## [Exercise text]

————

Wednesday, 21 December 2016

Spain 5: Eagles

Golden Eagle
In the UK we only have two breeding species of eagle, Golden Eagle Aquila chrysaetos and White Tailed Sea Eagle Haliaeetus albicilla. The rest of Europe has many more species, and this trip we managed to get good views of three, Golden eagle, Bonelli’s Eagle Aquila (formerly Hiraeetus) fasciatus and Booted Eagle Aquila pennatus.

The Spanish population of Golden Eagle is one of the largest concentrations in Europe, with around 1400 pairs of the subspecies A.c homeyeri. The species itself has a vast range, including western  North America south to Mexico. It is one of the largest eagles in Europe, with wingspans in some individuals over 2m. It is a fairly generalist predator, mostly preying on medium sized mammals and birds, but it will also take adult chamois and mountain goats by driving them over cliffs. They are almost entirely a mountain species, needing large open areas to hunt over and cliff ledges or large trees for nesting.

Golden Eagles are long lived as with many large raptors. They do not usually breed before 5 years old, and have a lifespan in captivity recorded at 57 years, although this will be rather less in the wild. Combined with a low reproductive rate this makes them very vulnerable to human persecution and habitat alteration. Despite these threats, in Europe the population is actually increasing in many areas, and as a result of its large range the species is listed as Least Concern.

————

[Photo-based referring expression listing]

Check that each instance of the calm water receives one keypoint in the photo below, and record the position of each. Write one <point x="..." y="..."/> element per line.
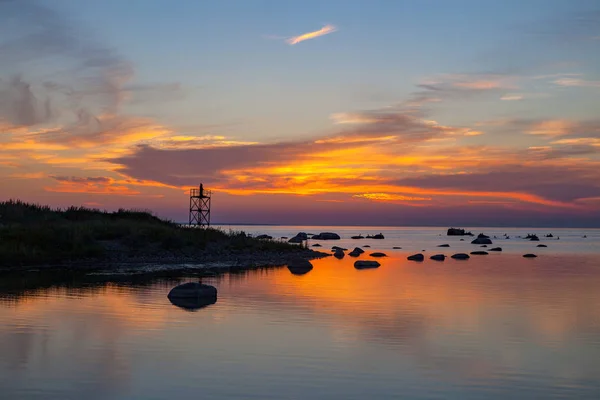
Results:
<point x="497" y="326"/>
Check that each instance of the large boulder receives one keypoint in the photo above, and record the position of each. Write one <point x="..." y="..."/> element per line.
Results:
<point x="193" y="290"/>
<point x="458" y="232"/>
<point x="460" y="256"/>
<point x="416" y="257"/>
<point x="300" y="266"/>
<point x="362" y="264"/>
<point x="481" y="240"/>
<point x="339" y="253"/>
<point x="327" y="236"/>
<point x="296" y="239"/>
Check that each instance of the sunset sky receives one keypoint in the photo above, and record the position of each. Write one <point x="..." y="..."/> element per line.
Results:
<point x="347" y="112"/>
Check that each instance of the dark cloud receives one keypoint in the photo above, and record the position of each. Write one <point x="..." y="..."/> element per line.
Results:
<point x="53" y="71"/>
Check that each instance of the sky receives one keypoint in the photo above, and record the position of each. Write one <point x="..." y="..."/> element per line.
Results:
<point x="430" y="112"/>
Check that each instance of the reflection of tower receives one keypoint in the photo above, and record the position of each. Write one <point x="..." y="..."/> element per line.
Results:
<point x="200" y="207"/>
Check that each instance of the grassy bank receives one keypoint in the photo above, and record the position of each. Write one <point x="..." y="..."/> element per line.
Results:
<point x="32" y="234"/>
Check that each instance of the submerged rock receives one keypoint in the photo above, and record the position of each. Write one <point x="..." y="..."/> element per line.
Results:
<point x="482" y="239"/>
<point x="339" y="253"/>
<point x="460" y="256"/>
<point x="300" y="266"/>
<point x="296" y="239"/>
<point x="416" y="257"/>
<point x="362" y="264"/>
<point x="327" y="236"/>
<point x="192" y="304"/>
<point x="458" y="232"/>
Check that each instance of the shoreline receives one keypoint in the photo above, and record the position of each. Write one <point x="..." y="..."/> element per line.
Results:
<point x="216" y="263"/>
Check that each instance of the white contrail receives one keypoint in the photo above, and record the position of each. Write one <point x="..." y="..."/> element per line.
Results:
<point x="311" y="35"/>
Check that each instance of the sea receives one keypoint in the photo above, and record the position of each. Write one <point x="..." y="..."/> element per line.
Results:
<point x="496" y="326"/>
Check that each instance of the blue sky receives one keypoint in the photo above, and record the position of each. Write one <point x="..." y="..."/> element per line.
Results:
<point x="232" y="72"/>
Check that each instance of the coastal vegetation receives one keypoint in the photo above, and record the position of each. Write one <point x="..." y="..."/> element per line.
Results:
<point x="35" y="235"/>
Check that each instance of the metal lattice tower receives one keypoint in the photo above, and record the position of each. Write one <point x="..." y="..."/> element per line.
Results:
<point x="200" y="207"/>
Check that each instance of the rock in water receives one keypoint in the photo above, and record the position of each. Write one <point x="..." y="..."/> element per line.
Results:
<point x="300" y="266"/>
<point x="356" y="252"/>
<point x="193" y="291"/>
<point x="362" y="264"/>
<point x="458" y="232"/>
<point x="460" y="256"/>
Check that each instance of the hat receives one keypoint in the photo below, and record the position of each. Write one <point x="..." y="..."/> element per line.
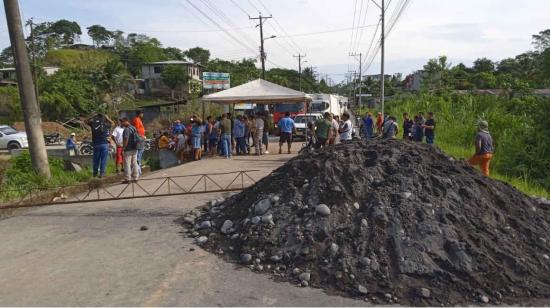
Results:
<point x="483" y="125"/>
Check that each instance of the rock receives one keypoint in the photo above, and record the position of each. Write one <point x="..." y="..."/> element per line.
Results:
<point x="322" y="209"/>
<point x="190" y="220"/>
<point x="205" y="224"/>
<point x="425" y="293"/>
<point x="334" y="248"/>
<point x="246" y="258"/>
<point x="362" y="289"/>
<point x="262" y="207"/>
<point x="406" y="195"/>
<point x="267" y="218"/>
<point x="484" y="299"/>
<point x="226" y="227"/>
<point x="304" y="276"/>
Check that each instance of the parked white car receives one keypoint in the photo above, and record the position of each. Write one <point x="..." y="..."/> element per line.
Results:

————

## [Task set]
[a] According to the eagle text, roughly how many Golden Eagle pairs make up the Spanish population?
[b] Reproduce part of the eagle text word for word, beginning at the words "Golden Eagles are" and stopping after the words "as Least Concern.".

## [Solved problems]
[a] Around 1400 pairs, of the subspecies A.c homeyeri.

[b]
Golden Eagles are long lived as with many large raptors. They do not usually breed before 5 years old, and have a lifespan in captivity recorded at 57 years, although this will be rather less in the wild. Combined with a low reproductive rate this makes them very vulnerable to human persecution and habitat alteration. Despite these threats, in Europe the population is actually increasing in many areas, and as a result of its large range the species is listed as Least Concern.